-- Passage follows --

What's Happening?
The Internal Revenue Service (IRS) has released the new limits for Health Savings Accounts (HSAs) and High-Deductible Health Plans (HDHPs) for the year 2027. The annual contribution limit for HSAs will increase to $4,500 for self-only coverage, a 2.3%
rise from the 2026 limit of $4,400. For family coverage, the limit will be $9,000, up 2.9% from $8,750 in 2026. Additionally, the minimum deductible for HDHPs will be $1,750 for self-only coverage and $3,500 for family coverage. The maximum out-of-pocket expenses will be capped at $8,700 for self-only and $17,400 for family coverage. These changes will take effect on January 1, 2027. The IRS also announced an increase in the excepted-benefit health reimbursement arrangement limit to $2,250 from $2,200 in 2026.
Why It's Important?
These adjustments are significant as they reflect the ongoing rise in healthcare costs and the need for employees to save more for medical expenses. HSAs are valued for their triple tax benefits, allowing contributions to be made pretax, grow tax-free, and be withdrawn tax-free for qualified medical expenses. As healthcare costs continue to escalate, more employees are turning to HSAs, with average account balances increasing by 11% from 2024 to 2025. However, there is a noted gap in employee education regarding the optimal use of HSAs, with many using them for short-term expenses rather than long-term savings or investments. This highlights the need for employers to enhance educational efforts about the benefits and strategic use of HSAs.
What's Next?
Employers and HSA administrators are expected to adjust their plans and strategies in response to these new limits. There is a call for proactive education to help employees understand the full potential of HSAs, including their use for long-term savings and investments. As the new limits are announced well in advance, employers have ample time to incorporate these changes into their benefits planning and open enrollment communications. This period also presents an opportunity for HR and benefits leaders to engage employees in discussions about maximizing their HSA contributions and understanding the broader benefits of these accounts.

-- Passage concluded --

(Exercise directions) Rewrite the part of the article on the 2027 HSA limits that opens with the words "Why It's Important?" and closes with "use of HSAs.", using "notable" in place of "significant".

-- Data excerpts follows --

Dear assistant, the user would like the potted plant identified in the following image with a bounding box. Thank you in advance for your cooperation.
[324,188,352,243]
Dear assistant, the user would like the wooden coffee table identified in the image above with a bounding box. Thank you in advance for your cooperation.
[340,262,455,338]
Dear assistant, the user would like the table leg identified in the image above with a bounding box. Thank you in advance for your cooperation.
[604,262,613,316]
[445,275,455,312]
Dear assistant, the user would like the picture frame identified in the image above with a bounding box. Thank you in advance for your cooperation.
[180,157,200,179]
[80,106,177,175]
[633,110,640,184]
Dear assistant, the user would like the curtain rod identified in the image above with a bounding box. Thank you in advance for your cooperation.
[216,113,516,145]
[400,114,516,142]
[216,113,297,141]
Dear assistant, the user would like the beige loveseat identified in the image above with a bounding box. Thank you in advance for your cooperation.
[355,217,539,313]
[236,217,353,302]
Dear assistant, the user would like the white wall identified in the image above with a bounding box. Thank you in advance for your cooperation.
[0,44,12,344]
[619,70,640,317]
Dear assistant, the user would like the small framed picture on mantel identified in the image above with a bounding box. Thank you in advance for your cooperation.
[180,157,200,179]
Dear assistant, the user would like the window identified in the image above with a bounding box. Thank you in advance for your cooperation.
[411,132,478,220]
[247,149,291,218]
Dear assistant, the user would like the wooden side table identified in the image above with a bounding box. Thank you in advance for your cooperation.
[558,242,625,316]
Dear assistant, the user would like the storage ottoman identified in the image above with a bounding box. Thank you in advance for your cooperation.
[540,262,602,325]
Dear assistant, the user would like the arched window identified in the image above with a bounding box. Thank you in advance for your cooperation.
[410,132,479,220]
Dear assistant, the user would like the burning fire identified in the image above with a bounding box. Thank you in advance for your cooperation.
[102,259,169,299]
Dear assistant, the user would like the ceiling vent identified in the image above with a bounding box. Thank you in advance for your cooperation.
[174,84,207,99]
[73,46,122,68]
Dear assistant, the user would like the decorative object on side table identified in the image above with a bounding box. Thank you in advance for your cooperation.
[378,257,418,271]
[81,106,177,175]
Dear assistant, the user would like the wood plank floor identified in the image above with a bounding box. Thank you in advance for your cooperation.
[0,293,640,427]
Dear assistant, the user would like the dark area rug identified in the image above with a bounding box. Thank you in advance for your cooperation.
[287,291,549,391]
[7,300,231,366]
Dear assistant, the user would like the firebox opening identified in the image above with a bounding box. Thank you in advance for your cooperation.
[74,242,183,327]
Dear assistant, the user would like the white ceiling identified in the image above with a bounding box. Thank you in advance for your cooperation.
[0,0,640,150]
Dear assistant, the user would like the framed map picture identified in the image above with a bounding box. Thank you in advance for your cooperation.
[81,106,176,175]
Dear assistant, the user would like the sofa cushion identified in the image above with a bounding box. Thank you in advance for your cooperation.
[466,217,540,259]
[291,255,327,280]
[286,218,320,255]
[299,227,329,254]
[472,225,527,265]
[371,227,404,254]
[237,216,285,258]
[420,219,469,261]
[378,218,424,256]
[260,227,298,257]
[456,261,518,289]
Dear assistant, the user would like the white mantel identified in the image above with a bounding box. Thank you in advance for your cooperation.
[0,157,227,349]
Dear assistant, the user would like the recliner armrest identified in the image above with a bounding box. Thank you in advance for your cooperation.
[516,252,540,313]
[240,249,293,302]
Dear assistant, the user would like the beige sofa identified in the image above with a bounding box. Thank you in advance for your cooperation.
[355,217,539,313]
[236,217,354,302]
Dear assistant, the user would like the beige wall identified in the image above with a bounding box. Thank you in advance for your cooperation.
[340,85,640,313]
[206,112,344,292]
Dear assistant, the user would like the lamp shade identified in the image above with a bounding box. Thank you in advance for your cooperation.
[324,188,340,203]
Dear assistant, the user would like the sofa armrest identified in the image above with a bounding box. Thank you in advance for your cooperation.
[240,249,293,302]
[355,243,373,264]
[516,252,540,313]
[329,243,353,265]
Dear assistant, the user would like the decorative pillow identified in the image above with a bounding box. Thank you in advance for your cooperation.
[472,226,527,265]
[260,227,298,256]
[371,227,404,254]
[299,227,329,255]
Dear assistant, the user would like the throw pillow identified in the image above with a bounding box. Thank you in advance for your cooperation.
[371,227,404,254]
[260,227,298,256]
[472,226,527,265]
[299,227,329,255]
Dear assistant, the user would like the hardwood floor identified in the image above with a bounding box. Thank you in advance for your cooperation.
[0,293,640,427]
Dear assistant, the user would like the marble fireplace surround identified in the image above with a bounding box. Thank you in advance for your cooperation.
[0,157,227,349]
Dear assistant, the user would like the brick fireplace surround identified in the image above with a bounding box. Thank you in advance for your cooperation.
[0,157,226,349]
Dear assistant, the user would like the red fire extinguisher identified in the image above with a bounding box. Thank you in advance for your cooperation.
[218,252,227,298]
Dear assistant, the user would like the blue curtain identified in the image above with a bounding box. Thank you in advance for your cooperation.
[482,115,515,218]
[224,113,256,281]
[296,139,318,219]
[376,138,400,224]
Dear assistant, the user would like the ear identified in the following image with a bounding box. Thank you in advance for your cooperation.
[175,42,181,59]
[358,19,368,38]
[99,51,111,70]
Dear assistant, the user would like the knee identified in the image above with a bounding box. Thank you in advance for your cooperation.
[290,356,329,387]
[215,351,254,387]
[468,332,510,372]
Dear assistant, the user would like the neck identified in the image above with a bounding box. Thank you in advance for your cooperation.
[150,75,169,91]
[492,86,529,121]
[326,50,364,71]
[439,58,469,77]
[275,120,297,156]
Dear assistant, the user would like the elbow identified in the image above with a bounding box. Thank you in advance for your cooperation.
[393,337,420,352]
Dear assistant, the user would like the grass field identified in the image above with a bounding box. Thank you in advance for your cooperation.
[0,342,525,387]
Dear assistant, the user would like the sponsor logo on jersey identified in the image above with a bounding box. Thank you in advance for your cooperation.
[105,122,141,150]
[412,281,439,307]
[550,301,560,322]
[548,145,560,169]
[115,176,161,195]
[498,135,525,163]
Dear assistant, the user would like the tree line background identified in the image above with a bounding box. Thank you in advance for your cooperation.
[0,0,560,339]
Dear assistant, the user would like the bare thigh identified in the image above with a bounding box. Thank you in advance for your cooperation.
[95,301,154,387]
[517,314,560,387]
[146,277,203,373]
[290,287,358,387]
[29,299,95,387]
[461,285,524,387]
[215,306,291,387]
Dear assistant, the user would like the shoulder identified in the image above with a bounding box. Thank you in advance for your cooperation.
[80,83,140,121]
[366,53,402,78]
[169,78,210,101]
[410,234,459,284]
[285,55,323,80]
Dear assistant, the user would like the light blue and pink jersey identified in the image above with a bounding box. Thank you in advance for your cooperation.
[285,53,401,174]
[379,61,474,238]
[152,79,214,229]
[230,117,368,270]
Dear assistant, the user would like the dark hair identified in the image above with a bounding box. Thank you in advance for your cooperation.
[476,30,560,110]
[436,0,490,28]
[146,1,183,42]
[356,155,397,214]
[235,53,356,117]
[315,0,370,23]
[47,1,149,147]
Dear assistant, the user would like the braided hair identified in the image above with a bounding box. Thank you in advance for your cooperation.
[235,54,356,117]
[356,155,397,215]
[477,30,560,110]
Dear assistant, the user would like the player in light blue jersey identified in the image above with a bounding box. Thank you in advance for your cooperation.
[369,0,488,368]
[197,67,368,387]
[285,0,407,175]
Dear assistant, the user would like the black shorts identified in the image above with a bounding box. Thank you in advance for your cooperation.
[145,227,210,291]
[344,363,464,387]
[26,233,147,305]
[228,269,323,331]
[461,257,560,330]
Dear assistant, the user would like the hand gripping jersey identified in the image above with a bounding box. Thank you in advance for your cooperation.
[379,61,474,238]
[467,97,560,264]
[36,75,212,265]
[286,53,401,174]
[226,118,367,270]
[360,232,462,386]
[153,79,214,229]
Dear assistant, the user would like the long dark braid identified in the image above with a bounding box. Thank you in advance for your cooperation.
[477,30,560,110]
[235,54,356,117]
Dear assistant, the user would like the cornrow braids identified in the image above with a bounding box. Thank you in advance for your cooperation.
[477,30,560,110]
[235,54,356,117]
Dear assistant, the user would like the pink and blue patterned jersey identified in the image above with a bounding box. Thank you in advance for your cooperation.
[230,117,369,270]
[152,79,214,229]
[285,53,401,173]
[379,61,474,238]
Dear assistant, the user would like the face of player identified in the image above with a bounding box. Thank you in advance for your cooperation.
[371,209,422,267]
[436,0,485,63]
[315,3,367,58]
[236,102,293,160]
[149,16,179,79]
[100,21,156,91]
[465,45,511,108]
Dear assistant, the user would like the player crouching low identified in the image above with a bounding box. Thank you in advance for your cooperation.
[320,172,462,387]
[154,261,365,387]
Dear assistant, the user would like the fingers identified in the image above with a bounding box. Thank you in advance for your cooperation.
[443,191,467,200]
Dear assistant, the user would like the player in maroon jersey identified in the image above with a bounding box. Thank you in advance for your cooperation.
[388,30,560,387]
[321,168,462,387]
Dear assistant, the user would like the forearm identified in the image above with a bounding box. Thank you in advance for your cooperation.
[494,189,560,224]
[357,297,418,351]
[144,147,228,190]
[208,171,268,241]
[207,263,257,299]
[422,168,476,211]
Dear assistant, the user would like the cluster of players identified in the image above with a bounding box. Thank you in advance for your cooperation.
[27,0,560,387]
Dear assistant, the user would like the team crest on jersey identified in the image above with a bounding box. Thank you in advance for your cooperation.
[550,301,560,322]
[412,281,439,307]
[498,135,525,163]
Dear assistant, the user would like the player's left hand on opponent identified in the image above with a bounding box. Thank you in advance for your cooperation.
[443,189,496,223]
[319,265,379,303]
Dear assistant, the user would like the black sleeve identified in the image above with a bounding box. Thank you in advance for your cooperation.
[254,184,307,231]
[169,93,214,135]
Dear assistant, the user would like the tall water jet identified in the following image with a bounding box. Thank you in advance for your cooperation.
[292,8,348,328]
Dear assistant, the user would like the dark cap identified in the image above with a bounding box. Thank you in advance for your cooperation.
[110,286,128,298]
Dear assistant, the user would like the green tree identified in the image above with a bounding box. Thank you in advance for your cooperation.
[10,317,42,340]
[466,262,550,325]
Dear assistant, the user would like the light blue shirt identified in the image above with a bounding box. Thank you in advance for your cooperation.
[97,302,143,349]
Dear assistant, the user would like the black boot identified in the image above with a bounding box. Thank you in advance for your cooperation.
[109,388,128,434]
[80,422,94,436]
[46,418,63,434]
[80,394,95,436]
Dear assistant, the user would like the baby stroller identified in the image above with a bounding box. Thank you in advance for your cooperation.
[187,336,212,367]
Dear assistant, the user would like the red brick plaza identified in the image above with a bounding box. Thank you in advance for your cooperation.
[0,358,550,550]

-- Data excerpts concluded --

(Answer to this exercise)
Why It's Important?
These adjustments are notable as they reflect the ongoing rise in healthcare costs and the need for employees to save more for medical expenses. HSAs are valued for their triple tax benefits, allowing contributions to be made pretax, grow tax-free, and be withdrawn tax-free for qualified medical expenses. As healthcare costs continue to escalate, more employees are turning to HSAs, with average account balances increasing by 11% from 2024 to 2025. However, there is a noted gap in employee education regarding the optimal use of HSAs, with many using them for short-term expenses rather than long-term savings or investments. This highlights the need for employers to enhance educational efforts about the benefits and strategic use of HSAs.